━━━━━ Exercise input ━━━━━
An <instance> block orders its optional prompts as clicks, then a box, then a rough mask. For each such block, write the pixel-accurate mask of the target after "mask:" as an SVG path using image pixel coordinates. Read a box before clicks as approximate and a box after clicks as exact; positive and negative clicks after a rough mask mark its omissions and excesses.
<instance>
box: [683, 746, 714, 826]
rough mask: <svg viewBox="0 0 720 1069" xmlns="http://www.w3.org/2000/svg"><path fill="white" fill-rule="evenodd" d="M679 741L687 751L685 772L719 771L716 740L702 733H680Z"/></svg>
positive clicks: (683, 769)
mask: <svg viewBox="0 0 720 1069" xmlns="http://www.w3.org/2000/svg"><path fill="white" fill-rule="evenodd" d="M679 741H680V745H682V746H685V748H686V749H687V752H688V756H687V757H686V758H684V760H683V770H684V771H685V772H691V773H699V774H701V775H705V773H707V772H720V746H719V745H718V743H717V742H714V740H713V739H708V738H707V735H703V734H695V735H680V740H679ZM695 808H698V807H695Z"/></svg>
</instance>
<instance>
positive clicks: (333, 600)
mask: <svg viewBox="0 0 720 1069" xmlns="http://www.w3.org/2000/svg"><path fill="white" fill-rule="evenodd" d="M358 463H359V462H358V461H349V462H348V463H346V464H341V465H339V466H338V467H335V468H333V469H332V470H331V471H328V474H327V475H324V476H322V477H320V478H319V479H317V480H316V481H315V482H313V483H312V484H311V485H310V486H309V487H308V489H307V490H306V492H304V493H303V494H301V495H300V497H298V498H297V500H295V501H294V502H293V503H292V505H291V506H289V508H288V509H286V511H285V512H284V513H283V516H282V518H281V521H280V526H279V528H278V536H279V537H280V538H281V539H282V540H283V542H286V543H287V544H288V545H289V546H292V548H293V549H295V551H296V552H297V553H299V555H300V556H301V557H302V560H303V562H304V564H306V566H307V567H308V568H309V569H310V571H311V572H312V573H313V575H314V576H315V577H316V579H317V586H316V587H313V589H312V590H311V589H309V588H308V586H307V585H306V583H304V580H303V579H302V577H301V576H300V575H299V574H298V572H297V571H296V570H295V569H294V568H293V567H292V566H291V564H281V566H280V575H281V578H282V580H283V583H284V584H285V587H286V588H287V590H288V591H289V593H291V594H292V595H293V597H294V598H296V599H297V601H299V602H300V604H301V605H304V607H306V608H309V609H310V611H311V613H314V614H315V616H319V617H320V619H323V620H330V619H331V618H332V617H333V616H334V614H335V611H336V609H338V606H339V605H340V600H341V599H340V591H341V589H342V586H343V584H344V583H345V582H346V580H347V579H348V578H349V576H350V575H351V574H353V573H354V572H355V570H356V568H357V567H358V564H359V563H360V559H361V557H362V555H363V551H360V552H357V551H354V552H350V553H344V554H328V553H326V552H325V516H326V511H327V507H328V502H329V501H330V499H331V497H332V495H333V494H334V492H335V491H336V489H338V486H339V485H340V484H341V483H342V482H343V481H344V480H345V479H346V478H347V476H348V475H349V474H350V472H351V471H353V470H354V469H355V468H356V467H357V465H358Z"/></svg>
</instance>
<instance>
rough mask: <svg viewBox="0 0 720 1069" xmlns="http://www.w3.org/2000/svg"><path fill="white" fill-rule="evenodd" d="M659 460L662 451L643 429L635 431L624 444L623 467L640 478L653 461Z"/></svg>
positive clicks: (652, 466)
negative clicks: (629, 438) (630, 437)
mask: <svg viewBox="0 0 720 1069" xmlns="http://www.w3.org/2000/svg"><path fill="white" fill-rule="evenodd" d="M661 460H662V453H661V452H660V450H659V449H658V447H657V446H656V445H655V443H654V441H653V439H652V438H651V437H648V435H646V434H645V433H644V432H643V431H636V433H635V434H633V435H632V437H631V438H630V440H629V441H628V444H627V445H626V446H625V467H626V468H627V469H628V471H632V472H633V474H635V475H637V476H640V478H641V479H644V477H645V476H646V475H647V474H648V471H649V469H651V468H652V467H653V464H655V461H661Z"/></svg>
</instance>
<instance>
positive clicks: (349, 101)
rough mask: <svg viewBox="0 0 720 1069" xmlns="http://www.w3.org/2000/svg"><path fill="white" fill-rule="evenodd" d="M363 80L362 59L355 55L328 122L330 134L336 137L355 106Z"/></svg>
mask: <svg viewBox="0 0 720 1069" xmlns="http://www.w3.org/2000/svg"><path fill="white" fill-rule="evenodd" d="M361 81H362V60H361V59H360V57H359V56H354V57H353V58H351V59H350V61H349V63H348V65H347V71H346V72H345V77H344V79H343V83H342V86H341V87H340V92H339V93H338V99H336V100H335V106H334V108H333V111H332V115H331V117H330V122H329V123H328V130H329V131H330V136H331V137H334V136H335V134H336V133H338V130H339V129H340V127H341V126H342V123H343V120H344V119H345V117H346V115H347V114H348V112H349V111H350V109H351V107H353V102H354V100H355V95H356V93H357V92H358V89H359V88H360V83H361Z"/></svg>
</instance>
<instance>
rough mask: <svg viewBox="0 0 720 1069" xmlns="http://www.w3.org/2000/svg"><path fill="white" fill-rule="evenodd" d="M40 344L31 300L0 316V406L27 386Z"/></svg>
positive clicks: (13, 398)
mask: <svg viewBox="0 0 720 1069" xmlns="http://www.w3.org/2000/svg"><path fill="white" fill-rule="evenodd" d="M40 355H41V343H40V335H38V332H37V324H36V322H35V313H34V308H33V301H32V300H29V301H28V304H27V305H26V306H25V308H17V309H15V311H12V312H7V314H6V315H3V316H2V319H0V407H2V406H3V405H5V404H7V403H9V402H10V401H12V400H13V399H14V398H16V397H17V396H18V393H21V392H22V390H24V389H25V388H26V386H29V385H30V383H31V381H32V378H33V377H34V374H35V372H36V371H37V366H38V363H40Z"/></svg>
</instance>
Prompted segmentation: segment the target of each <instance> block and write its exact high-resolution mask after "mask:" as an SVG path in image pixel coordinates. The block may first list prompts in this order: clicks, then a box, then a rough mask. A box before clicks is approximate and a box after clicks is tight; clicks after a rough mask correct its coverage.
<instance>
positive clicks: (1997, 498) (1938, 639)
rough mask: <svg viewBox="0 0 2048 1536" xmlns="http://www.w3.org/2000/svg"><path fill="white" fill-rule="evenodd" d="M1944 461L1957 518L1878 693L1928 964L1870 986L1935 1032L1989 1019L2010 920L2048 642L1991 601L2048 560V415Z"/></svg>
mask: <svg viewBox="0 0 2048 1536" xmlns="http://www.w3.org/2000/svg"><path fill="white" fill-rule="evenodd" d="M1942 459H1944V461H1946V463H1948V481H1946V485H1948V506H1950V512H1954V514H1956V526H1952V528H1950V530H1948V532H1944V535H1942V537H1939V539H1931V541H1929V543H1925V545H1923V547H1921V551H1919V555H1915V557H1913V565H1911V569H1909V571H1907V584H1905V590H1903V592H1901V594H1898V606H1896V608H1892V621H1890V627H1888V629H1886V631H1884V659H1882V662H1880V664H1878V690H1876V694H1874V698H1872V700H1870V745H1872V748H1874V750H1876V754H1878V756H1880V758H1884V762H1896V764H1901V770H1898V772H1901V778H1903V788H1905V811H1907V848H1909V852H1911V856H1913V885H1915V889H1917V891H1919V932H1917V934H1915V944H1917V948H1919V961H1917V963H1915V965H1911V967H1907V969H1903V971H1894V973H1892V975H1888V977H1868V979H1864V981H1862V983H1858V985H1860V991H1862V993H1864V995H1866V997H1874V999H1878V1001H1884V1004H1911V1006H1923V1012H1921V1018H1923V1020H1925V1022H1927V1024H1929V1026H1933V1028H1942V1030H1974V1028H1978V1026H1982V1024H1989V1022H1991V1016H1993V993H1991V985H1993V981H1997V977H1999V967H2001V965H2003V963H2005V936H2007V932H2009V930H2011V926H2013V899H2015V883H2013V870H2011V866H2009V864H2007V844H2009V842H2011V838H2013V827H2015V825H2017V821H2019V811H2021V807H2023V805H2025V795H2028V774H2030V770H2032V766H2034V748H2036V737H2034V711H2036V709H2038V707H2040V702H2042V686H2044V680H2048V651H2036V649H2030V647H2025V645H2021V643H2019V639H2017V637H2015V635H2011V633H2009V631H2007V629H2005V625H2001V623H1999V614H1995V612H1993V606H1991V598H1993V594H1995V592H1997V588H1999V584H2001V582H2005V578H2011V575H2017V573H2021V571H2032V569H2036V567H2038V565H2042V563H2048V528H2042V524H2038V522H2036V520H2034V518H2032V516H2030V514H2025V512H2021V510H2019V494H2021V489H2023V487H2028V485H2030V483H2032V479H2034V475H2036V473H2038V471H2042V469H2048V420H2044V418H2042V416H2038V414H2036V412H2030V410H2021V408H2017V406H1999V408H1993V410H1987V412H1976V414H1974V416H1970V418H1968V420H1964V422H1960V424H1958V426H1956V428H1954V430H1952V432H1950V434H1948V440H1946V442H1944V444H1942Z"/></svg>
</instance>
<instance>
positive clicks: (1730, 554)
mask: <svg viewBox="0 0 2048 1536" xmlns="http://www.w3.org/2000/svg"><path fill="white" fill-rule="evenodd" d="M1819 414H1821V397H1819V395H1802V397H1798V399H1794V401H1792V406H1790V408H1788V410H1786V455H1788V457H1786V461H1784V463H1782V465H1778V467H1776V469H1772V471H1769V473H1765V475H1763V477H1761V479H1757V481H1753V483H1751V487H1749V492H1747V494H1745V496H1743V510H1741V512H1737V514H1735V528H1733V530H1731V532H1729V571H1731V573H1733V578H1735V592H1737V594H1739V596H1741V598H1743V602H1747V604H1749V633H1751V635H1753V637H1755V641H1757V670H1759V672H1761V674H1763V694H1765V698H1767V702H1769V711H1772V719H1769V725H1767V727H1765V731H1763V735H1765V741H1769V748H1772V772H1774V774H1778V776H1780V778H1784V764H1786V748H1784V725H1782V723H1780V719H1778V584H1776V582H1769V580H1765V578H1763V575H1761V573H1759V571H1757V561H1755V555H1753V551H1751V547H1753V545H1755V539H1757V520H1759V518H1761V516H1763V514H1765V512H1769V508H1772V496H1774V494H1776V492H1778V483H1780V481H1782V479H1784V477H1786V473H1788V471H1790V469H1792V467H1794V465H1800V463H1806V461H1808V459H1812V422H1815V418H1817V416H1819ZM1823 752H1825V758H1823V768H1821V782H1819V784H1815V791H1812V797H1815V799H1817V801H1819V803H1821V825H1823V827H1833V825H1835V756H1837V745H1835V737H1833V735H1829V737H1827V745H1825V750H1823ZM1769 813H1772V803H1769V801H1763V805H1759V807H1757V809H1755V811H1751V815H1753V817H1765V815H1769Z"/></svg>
━━━━━
Brief — Rewrite the records from their first line through the line with "positive clicks: (683, 769)", changing every "rough mask" to "coarse mask" and keeping everything else the same.

Your response —
An <instance> block orders its optional prompts as clicks, then a box, then a coarse mask. For each such block, write the pixel-accurate mask of the target after "mask:" as an SVG path using image pixel coordinates. Read a box before clicks as approximate and a box after clicks as exact; positive and negative clicks after a coarse mask mark its omissions and excesses.
<instance>
box: [683, 746, 714, 826]
coarse mask: <svg viewBox="0 0 720 1069" xmlns="http://www.w3.org/2000/svg"><path fill="white" fill-rule="evenodd" d="M679 741L687 751L685 772L719 771L716 740L702 733H680Z"/></svg>
positive clicks: (683, 769)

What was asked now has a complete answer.